- _Requirements_:
Starting at the line that contains "Phrase: truck cab", copy each line through the end of the listing below. Include both ends and output nothing more.

(Excerpts of pointing data)
☆ ☆ ☆ ☆ ☆ ☆ ☆

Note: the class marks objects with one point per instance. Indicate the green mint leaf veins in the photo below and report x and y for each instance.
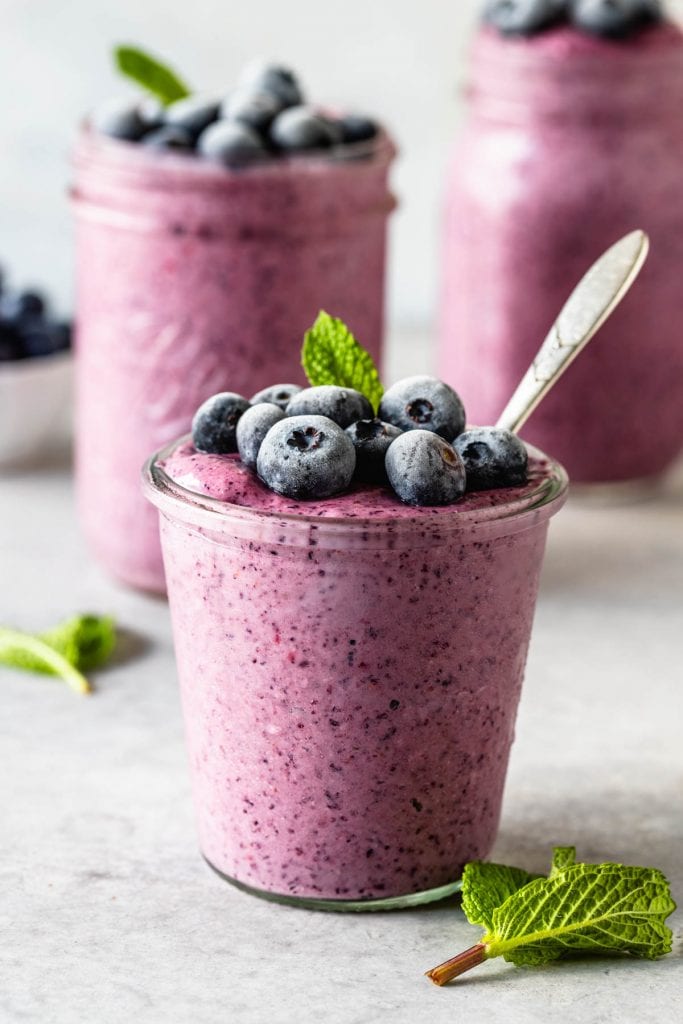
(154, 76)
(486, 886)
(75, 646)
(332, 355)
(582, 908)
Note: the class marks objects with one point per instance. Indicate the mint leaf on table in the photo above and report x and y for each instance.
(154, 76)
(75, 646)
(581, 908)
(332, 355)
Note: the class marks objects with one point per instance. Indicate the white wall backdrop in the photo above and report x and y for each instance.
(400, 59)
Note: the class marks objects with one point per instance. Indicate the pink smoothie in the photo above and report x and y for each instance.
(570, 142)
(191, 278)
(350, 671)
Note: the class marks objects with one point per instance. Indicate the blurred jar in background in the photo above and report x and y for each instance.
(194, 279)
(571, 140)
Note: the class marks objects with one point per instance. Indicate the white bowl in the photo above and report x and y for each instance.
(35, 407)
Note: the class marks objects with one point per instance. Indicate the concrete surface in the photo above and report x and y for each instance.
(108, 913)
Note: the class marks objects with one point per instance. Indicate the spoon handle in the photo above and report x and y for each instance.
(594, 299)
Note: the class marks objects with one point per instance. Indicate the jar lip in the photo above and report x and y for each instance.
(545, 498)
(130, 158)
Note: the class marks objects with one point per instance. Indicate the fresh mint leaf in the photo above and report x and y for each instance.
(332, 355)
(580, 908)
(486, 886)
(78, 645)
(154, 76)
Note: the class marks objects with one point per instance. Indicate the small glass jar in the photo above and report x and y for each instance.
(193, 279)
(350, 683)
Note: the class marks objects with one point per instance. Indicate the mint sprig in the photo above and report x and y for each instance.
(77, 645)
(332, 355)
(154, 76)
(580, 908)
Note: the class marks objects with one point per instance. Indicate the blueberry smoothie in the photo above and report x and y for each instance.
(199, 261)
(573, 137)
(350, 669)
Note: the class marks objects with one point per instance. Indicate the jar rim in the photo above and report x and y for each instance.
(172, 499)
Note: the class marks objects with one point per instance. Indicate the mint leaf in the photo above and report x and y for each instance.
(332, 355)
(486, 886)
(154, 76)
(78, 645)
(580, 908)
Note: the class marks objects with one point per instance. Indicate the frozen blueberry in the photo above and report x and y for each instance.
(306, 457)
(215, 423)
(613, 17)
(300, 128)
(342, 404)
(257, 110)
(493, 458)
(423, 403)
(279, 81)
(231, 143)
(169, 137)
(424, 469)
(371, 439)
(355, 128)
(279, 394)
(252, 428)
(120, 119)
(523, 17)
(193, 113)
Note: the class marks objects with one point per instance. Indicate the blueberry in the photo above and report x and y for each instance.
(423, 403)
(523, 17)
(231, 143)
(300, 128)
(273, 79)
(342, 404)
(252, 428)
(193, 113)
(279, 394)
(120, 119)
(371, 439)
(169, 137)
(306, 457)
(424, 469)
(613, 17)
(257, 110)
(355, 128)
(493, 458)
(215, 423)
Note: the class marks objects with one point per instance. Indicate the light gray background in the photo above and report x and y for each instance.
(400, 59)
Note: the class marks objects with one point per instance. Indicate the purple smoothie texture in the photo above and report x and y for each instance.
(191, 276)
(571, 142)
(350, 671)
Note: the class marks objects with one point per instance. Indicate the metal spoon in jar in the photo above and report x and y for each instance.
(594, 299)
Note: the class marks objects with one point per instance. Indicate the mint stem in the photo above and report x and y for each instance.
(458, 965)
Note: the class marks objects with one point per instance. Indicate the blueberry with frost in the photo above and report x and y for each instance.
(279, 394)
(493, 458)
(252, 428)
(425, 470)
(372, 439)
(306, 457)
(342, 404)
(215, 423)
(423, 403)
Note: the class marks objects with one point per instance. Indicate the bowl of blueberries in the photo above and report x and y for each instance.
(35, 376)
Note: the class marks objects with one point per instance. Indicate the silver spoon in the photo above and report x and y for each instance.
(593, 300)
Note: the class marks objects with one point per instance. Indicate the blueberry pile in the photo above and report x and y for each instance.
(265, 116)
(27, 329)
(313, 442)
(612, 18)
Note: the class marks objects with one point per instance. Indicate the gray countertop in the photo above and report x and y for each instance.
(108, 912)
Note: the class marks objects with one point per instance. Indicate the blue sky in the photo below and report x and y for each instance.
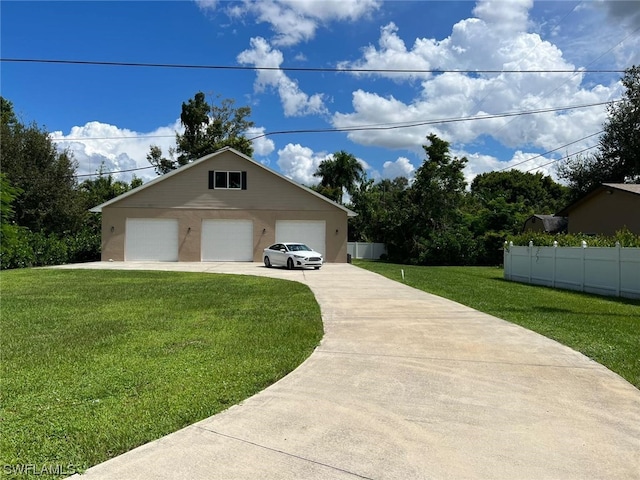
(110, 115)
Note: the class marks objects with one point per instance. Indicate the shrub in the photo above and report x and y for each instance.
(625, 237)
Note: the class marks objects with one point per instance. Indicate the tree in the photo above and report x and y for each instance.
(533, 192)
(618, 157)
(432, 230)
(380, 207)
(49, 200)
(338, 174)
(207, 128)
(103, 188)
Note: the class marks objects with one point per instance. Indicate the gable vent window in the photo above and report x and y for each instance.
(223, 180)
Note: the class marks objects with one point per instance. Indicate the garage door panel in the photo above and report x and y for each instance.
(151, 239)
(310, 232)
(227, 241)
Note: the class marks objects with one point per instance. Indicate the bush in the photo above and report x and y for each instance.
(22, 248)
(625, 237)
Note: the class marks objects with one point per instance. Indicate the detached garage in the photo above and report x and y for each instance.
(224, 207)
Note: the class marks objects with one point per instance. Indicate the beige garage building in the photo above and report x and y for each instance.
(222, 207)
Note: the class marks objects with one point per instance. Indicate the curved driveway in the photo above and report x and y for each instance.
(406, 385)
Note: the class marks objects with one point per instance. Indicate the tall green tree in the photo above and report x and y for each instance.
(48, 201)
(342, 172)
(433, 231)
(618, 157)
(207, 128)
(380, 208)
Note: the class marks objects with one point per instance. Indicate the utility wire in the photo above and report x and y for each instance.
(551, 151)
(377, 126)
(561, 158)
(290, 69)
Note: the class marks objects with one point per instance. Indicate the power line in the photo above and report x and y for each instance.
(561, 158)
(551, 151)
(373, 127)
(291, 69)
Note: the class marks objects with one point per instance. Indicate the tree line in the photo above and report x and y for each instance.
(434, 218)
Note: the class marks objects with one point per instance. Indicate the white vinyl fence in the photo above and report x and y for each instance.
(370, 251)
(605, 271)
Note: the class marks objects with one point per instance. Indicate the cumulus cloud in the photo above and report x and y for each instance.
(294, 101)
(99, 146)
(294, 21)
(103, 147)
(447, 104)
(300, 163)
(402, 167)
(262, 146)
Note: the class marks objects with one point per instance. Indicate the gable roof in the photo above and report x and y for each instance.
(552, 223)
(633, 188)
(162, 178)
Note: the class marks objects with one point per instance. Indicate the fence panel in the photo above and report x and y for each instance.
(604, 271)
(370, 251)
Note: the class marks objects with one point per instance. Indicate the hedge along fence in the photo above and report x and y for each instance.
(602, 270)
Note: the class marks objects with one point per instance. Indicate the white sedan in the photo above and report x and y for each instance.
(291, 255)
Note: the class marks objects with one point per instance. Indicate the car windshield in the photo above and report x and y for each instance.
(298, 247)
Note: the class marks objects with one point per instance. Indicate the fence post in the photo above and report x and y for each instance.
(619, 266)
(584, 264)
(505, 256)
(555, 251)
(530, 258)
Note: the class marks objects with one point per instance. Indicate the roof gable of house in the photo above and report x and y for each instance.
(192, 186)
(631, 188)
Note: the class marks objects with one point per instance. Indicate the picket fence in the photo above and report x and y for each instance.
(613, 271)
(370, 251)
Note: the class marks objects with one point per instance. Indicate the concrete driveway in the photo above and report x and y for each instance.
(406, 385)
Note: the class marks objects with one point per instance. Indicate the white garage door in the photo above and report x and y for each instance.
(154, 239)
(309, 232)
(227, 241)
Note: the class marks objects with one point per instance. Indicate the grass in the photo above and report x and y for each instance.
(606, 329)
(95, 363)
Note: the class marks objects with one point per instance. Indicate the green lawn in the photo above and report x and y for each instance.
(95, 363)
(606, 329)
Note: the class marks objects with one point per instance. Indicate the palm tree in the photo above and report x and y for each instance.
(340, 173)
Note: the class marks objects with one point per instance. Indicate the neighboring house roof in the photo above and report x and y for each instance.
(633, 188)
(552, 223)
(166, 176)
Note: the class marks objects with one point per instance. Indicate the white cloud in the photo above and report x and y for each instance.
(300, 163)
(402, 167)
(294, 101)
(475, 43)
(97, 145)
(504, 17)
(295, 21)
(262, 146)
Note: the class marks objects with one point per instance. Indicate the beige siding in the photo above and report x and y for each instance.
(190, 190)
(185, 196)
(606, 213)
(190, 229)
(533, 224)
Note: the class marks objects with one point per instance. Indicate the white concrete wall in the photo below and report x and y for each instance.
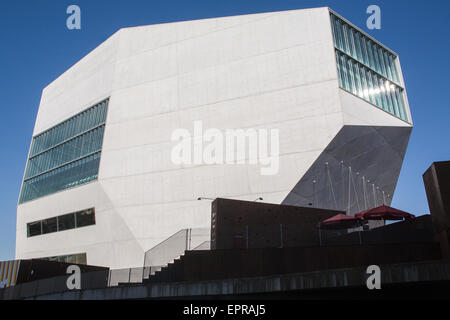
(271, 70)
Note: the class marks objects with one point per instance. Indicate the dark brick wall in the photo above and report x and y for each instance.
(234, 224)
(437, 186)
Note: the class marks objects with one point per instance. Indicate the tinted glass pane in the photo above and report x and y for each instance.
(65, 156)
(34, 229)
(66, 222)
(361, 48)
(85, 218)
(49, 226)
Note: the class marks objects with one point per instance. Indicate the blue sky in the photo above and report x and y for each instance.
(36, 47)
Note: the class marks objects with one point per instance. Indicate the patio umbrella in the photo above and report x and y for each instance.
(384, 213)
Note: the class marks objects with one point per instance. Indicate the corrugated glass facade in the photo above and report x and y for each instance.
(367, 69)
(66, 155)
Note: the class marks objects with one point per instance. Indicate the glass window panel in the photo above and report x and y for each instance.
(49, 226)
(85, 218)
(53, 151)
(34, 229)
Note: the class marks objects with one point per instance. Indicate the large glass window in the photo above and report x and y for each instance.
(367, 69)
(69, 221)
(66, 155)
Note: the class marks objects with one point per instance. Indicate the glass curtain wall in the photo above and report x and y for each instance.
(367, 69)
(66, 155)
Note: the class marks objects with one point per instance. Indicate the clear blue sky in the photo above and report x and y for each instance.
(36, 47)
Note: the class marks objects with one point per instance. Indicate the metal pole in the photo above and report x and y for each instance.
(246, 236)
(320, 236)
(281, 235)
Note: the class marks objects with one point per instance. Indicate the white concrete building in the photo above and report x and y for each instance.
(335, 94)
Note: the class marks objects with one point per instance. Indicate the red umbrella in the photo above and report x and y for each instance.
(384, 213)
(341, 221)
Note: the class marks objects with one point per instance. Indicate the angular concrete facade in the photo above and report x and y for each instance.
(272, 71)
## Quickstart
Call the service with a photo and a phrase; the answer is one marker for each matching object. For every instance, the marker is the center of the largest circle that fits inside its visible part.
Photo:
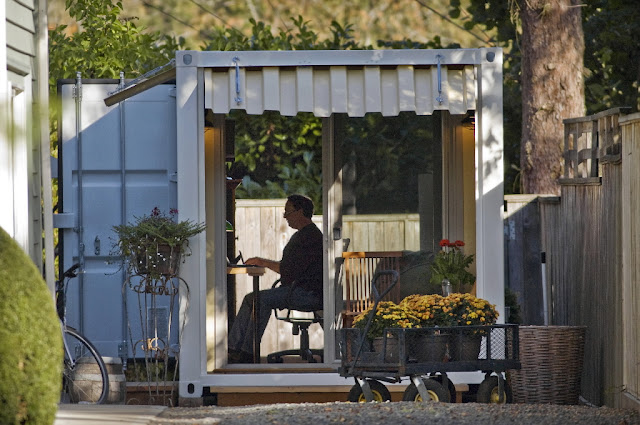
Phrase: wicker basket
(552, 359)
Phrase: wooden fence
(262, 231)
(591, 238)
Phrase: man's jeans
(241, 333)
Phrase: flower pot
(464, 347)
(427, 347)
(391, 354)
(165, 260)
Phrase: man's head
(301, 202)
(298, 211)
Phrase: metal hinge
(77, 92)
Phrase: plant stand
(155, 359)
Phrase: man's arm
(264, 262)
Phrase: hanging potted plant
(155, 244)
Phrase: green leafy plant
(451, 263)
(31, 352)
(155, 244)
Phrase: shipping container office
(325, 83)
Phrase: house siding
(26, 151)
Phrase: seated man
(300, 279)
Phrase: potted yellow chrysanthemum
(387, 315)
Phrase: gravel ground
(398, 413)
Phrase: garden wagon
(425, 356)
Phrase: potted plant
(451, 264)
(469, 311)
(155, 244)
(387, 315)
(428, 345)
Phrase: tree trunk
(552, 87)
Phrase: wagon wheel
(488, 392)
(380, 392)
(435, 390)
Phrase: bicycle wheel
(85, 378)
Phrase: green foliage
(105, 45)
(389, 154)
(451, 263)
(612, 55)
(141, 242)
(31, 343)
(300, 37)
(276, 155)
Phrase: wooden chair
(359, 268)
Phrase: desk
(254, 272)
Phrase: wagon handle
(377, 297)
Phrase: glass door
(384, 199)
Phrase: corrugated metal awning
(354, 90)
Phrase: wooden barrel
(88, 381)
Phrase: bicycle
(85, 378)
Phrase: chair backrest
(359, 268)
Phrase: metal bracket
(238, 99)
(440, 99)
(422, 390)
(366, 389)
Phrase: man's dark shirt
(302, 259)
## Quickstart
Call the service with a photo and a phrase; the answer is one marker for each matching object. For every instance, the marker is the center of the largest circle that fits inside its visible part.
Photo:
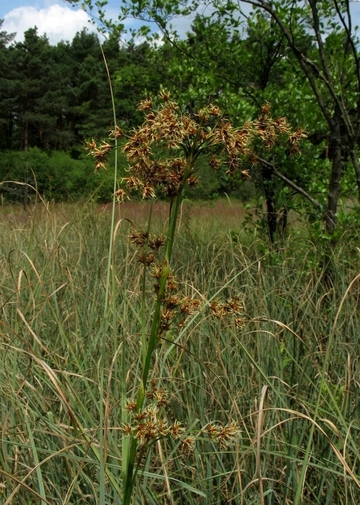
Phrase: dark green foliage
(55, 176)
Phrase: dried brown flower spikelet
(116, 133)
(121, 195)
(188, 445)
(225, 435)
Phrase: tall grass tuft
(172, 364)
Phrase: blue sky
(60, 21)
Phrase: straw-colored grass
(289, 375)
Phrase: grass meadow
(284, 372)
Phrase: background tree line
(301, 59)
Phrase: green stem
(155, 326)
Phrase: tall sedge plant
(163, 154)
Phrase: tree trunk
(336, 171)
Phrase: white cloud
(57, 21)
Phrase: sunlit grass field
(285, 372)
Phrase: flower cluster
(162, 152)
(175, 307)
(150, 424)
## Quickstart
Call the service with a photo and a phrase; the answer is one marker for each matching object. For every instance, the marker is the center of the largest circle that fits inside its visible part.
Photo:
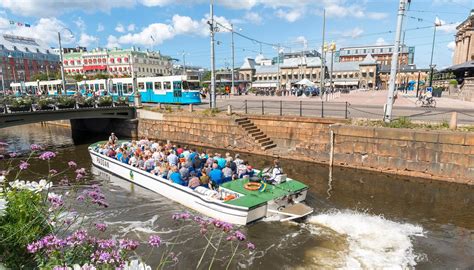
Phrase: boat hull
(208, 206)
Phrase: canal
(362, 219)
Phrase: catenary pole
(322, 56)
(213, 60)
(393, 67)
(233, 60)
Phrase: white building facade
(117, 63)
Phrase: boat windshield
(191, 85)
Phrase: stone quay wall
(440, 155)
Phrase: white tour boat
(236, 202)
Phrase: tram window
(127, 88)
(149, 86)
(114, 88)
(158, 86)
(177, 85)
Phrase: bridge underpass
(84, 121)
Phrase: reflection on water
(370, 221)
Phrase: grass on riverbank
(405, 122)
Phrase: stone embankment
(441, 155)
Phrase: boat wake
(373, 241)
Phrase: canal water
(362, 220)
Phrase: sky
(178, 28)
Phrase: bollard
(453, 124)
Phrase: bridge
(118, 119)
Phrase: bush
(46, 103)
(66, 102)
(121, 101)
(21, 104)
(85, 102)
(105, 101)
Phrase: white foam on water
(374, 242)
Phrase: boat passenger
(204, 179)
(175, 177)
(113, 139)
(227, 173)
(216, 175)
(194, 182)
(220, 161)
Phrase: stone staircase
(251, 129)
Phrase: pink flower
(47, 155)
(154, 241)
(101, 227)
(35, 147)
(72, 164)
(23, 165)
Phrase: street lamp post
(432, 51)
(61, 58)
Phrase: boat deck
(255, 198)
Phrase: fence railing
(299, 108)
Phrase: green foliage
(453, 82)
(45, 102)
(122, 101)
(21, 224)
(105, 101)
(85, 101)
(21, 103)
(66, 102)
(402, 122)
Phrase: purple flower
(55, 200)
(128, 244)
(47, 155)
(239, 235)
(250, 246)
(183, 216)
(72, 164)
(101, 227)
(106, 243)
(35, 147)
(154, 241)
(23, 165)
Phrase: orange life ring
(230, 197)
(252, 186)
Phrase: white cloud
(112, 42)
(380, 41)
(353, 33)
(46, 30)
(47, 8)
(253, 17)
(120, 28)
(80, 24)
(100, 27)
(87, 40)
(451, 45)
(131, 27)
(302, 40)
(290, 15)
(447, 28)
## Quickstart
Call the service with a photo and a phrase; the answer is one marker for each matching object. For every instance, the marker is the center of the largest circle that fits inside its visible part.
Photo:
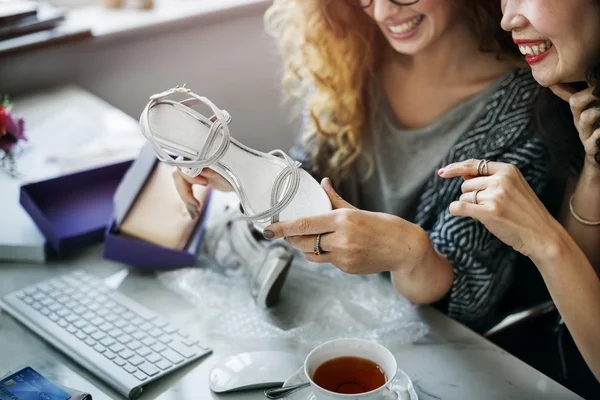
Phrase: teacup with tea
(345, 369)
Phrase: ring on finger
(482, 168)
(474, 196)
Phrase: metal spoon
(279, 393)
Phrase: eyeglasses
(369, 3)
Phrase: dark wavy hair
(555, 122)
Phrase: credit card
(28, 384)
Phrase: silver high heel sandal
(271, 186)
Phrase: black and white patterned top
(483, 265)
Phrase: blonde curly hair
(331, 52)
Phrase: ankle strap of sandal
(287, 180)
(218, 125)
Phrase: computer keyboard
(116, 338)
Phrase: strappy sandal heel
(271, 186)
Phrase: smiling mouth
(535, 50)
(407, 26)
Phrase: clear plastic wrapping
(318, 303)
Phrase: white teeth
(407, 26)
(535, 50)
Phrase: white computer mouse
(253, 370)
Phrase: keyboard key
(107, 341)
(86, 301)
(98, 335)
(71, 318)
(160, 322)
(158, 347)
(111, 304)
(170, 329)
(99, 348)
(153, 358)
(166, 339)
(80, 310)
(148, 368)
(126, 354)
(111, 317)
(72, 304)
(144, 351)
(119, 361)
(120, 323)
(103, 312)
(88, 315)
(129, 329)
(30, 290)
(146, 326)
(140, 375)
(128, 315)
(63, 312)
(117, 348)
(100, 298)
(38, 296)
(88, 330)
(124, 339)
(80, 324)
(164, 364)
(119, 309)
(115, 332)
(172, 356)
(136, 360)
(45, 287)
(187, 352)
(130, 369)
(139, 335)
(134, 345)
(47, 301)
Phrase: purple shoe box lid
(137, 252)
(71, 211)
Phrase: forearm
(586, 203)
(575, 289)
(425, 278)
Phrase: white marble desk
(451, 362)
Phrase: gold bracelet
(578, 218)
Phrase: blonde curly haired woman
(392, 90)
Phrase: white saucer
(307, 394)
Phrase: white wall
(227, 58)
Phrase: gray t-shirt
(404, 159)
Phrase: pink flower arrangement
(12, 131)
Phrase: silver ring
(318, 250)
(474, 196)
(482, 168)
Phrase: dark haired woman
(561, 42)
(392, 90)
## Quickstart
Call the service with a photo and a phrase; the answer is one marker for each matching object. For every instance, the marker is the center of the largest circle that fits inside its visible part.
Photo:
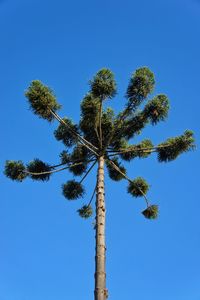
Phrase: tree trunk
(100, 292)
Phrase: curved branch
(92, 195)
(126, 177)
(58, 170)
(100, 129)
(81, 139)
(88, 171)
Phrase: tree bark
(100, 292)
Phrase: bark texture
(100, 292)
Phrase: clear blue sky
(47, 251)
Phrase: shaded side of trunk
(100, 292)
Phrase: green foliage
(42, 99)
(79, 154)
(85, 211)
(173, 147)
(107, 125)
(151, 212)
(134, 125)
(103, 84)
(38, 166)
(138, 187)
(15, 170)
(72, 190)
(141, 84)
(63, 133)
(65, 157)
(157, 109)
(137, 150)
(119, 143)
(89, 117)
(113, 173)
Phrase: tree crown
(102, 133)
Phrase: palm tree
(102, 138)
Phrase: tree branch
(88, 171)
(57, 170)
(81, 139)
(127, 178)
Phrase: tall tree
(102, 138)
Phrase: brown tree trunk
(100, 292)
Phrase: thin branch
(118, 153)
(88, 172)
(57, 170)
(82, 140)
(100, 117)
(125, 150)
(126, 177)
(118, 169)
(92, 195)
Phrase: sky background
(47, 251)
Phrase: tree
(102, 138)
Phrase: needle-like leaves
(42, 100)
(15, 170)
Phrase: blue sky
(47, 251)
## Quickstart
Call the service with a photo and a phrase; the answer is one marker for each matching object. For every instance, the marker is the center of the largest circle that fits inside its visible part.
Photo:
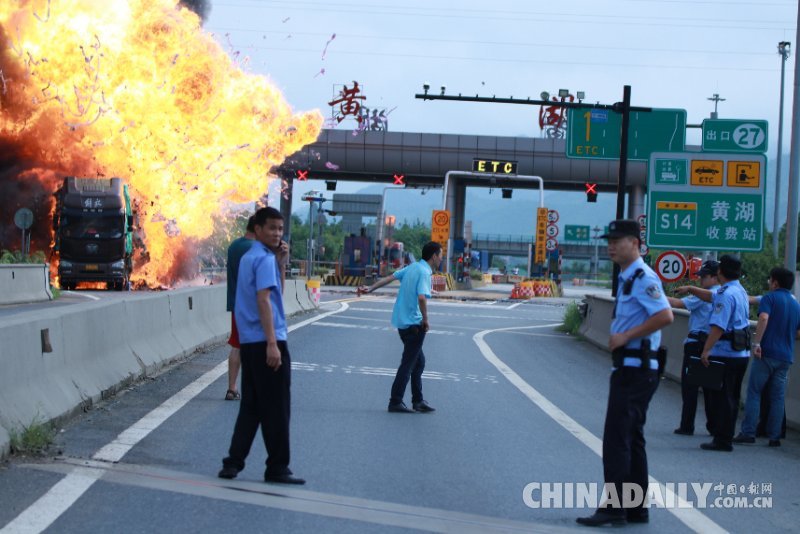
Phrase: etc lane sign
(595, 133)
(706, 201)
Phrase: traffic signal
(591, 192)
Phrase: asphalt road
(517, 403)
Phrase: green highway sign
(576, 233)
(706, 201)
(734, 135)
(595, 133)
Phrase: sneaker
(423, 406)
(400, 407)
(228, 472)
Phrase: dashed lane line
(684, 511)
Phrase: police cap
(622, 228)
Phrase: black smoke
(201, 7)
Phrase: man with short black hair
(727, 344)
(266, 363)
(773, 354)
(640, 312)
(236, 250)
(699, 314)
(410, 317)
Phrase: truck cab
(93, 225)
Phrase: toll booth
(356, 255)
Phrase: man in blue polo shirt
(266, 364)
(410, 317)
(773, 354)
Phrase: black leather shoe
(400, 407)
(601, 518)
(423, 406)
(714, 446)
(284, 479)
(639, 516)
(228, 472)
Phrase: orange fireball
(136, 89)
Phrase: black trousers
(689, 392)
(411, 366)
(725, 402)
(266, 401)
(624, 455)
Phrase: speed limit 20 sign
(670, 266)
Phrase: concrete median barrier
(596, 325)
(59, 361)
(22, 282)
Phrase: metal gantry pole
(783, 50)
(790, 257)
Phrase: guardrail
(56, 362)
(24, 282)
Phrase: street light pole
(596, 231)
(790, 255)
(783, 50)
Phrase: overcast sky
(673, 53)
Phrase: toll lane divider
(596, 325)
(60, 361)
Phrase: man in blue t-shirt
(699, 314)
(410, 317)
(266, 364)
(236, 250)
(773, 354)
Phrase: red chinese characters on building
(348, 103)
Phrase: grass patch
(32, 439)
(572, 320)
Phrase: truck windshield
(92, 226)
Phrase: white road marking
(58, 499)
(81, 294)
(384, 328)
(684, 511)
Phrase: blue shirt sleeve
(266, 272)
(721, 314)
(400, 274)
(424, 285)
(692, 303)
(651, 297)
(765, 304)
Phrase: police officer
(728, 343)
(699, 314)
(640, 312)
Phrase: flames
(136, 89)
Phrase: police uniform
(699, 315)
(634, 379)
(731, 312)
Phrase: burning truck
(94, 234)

☆ ☆ ☆ ☆ ☆ ☆ ☆

- _Result_:
Phrase: truck cab
(93, 225)
Phrase: toll booth
(356, 255)
Phrase: man in blue polo shirt
(266, 364)
(410, 317)
(773, 354)
Phrase: black leather shoe
(400, 407)
(601, 518)
(423, 406)
(714, 446)
(284, 479)
(639, 516)
(228, 472)
Phrase: orange fireball
(136, 89)
Phrase: black trousers
(689, 392)
(411, 366)
(725, 402)
(266, 401)
(624, 455)
Phrase: speed limit 20 sign
(670, 266)
Phrase: concrete median barrier
(596, 325)
(59, 361)
(22, 282)
Phrase: metal gantry pole
(783, 50)
(790, 257)
Phrase: guardrail
(56, 362)
(24, 282)
Phrase: street light pole
(596, 231)
(790, 255)
(783, 50)
Phrase: overcast sky
(673, 53)
Phrase: toll lane divider
(596, 325)
(60, 361)
Phrase: man in blue t-shirt
(699, 314)
(410, 317)
(266, 364)
(236, 250)
(773, 354)
Phrase: red chinese characters on building
(348, 103)
Phrase: grass patch
(32, 439)
(572, 320)
Phrase: truck windshield
(92, 226)
Phrase: white road marking
(58, 499)
(81, 294)
(384, 328)
(684, 511)
Phrase: blue shirt sleeve
(266, 272)
(721, 314)
(400, 274)
(424, 285)
(692, 303)
(651, 297)
(765, 304)
Phrase: police officer
(728, 343)
(699, 314)
(640, 312)
Phrase: flames
(136, 89)
Phrase: police uniform
(699, 315)
(634, 379)
(731, 312)
Phrase: burning truck
(94, 234)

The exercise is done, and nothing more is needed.